(Entries from a dataset)

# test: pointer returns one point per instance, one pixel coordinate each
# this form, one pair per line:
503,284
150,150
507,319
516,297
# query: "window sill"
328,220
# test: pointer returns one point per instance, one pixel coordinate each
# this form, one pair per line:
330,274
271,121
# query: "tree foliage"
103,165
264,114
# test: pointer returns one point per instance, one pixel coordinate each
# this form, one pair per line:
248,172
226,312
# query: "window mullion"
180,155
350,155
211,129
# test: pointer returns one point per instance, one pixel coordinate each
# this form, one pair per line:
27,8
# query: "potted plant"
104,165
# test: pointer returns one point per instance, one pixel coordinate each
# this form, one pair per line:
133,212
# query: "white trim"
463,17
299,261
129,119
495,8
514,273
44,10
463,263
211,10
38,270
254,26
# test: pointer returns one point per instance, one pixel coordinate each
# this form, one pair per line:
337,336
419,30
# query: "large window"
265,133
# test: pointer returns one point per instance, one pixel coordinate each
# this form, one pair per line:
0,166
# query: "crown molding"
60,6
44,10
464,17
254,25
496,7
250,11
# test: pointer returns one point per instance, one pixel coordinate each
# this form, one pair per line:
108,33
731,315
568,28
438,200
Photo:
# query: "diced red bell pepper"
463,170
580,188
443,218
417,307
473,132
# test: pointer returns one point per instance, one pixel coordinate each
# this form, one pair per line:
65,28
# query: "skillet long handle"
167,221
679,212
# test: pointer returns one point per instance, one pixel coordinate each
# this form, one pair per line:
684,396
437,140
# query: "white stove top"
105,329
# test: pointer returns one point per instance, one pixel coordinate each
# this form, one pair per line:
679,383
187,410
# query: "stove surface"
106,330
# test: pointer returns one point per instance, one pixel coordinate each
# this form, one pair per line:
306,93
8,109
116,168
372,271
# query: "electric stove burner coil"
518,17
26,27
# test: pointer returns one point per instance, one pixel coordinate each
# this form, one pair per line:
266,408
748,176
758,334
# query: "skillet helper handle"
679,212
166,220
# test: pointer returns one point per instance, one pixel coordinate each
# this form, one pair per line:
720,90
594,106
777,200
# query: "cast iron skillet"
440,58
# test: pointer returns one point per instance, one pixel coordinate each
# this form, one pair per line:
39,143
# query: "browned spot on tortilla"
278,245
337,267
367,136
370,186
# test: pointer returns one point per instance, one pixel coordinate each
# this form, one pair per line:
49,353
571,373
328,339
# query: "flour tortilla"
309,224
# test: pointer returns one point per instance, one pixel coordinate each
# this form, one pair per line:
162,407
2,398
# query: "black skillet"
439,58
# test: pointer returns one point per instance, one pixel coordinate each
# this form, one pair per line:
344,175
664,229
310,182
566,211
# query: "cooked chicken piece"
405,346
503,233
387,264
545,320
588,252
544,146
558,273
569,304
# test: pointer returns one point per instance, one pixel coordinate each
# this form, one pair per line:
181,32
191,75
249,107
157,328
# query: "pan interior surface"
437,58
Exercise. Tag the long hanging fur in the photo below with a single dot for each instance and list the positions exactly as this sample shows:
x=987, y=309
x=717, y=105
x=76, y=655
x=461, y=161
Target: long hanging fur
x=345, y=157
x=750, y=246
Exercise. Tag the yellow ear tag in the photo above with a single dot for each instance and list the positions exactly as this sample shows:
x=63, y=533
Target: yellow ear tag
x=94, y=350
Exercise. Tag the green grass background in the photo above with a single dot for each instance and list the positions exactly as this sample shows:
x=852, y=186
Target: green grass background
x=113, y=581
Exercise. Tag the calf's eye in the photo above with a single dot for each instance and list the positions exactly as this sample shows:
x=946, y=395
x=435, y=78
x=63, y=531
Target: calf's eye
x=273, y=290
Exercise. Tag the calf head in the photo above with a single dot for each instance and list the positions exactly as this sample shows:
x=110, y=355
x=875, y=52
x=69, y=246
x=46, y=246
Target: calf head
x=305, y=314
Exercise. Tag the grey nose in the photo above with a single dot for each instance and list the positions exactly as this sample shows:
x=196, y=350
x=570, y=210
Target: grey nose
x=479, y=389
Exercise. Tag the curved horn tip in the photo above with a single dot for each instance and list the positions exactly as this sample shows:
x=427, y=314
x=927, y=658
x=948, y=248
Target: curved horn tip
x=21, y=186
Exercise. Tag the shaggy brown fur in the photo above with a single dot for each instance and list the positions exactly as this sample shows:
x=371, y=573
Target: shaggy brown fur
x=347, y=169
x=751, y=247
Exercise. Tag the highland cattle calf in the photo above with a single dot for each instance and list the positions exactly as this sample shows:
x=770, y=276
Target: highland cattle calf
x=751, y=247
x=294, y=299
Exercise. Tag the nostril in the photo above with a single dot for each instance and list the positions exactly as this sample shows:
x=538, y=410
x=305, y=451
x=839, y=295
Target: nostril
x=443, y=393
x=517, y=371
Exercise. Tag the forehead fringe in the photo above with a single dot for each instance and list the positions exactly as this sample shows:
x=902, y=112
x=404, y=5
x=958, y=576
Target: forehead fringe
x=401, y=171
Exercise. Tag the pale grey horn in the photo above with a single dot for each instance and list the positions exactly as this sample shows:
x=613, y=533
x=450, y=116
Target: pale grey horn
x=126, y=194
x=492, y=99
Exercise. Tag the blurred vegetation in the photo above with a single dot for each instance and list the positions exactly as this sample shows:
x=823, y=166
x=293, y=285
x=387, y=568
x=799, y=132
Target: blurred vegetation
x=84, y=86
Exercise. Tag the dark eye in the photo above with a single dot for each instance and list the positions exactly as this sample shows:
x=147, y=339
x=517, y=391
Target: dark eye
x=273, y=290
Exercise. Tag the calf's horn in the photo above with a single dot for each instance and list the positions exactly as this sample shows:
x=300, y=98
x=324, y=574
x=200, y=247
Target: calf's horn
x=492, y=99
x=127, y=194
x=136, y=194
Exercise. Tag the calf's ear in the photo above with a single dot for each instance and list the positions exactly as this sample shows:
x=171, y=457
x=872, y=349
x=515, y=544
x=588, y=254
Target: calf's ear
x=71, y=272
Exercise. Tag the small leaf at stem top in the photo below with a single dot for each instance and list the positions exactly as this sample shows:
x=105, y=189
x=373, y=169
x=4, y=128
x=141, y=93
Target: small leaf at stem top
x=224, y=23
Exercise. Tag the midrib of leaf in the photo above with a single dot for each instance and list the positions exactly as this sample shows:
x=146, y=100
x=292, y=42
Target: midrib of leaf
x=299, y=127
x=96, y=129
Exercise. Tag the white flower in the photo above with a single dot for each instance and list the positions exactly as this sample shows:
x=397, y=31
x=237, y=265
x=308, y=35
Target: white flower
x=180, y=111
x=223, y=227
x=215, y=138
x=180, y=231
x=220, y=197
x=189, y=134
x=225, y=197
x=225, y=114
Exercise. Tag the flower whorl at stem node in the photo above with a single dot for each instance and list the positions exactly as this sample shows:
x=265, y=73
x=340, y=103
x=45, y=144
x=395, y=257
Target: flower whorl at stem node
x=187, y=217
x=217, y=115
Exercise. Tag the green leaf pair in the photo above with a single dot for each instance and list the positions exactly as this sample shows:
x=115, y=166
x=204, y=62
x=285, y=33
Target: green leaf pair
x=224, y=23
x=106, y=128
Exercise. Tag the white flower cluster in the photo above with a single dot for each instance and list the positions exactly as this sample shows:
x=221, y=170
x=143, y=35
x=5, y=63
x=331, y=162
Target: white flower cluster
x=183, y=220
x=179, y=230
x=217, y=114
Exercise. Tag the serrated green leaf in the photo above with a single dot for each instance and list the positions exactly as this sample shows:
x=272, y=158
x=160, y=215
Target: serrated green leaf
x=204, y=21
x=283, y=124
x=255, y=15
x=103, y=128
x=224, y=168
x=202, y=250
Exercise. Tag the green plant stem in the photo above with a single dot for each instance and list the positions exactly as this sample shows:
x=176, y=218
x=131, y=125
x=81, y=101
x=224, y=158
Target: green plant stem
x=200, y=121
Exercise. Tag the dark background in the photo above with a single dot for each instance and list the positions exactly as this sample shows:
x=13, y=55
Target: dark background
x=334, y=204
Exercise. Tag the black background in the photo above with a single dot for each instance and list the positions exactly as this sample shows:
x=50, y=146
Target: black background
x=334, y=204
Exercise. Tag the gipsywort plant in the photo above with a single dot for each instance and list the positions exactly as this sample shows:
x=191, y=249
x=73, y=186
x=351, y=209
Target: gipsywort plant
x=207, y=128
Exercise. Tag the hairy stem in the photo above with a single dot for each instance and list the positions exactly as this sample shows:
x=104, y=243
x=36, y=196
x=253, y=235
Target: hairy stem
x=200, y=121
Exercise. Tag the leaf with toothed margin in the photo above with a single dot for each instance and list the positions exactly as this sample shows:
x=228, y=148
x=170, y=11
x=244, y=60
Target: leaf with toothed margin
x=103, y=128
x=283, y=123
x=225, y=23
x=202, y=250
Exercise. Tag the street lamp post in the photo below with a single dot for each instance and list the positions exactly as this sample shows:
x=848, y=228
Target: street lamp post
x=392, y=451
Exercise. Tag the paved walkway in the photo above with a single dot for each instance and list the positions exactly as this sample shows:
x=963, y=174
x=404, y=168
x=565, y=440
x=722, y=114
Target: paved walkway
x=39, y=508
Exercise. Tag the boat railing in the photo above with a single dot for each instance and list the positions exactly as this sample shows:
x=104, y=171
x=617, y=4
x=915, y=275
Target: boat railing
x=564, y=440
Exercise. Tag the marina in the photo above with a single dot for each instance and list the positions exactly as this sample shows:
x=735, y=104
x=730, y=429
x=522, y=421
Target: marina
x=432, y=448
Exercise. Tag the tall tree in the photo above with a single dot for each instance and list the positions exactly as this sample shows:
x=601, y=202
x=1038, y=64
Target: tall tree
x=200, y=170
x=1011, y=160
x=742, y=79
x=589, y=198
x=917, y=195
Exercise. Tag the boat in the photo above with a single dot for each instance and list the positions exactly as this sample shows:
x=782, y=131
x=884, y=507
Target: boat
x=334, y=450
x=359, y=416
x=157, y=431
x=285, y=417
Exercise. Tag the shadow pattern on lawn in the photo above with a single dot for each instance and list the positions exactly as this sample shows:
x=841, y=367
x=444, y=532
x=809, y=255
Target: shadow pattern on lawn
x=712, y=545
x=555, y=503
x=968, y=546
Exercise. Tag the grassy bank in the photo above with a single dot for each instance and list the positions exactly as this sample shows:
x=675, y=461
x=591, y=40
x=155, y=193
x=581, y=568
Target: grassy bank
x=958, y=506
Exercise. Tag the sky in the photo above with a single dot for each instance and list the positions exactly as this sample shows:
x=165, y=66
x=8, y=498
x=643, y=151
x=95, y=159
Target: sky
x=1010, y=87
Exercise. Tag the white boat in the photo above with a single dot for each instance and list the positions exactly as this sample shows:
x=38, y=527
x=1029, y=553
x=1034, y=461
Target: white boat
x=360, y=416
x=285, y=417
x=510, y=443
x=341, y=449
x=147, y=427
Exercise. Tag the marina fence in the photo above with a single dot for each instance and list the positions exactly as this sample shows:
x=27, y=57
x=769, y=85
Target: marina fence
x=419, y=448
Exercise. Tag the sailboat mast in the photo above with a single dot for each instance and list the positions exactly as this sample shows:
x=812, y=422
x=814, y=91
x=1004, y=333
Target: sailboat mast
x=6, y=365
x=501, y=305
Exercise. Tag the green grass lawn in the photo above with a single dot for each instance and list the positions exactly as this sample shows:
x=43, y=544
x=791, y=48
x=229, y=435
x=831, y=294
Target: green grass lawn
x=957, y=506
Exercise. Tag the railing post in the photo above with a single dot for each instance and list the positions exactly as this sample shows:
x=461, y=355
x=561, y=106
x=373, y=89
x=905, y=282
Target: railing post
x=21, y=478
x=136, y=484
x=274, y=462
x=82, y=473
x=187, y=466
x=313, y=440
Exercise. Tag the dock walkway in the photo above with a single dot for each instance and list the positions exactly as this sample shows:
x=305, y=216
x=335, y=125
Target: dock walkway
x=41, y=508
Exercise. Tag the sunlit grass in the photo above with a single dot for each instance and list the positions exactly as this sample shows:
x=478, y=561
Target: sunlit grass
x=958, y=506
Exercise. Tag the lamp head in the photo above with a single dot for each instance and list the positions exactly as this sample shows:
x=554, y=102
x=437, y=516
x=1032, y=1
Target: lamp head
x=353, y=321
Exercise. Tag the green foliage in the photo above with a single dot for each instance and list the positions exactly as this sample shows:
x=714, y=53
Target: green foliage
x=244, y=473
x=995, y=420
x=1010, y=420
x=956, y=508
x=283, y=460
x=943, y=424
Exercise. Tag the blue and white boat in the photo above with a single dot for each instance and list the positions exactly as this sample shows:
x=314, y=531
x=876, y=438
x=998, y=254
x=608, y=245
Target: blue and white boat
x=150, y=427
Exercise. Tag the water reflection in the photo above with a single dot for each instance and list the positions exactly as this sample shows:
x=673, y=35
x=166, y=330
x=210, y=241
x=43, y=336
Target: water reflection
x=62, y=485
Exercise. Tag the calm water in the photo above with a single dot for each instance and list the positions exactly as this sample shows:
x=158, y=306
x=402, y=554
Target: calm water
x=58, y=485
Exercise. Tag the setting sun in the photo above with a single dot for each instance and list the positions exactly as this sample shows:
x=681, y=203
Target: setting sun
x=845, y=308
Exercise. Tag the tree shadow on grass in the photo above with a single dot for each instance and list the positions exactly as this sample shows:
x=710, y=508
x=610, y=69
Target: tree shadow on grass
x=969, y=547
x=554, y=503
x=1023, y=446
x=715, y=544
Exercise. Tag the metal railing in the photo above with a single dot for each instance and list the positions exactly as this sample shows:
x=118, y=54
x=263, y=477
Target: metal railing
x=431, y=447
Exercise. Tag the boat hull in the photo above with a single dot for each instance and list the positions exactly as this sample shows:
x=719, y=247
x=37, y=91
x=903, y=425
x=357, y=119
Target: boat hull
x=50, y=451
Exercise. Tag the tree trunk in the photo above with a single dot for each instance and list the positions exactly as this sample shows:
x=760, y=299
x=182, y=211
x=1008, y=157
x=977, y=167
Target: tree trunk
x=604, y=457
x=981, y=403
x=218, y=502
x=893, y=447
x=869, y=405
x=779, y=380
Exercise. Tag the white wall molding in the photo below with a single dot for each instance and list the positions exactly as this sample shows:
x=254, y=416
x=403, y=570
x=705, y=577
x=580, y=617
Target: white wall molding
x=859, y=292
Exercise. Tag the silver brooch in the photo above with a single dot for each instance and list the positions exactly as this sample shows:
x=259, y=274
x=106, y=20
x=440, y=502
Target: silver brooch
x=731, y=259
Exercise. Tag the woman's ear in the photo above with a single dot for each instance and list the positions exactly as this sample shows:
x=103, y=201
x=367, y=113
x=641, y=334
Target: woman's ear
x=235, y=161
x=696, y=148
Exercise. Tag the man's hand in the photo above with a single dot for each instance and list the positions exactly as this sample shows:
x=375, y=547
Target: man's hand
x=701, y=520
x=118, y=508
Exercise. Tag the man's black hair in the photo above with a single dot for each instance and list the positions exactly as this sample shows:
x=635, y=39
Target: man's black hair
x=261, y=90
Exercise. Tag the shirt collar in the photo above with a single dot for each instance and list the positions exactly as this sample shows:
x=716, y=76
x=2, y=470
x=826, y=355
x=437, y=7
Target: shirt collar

**WHAT IS BEING ASKED:** Begin with the line that contains "Exercise. Tag the man's hand" and end with the last line of the records; set down every line in that span exactly, and nothing else.

**OUTPUT OF THE TASK:**
Exercise. Tag the man's hand in the photo above with a single dot for each instance and list the positions exactly as this sample shows:
x=375, y=547
Target: man's hand
x=701, y=520
x=118, y=508
Exercise. Tag the man's black hair in the photo above with a single dot for each instance and list the positions exactly as this sample shows:
x=635, y=39
Target: man's black hair
x=261, y=90
Exercise. Tag the shirt collar in the photo above with a single dot for each instance and list the positions exactly as this sample shows:
x=716, y=76
x=2, y=470
x=826, y=355
x=437, y=7
Target: shirt collar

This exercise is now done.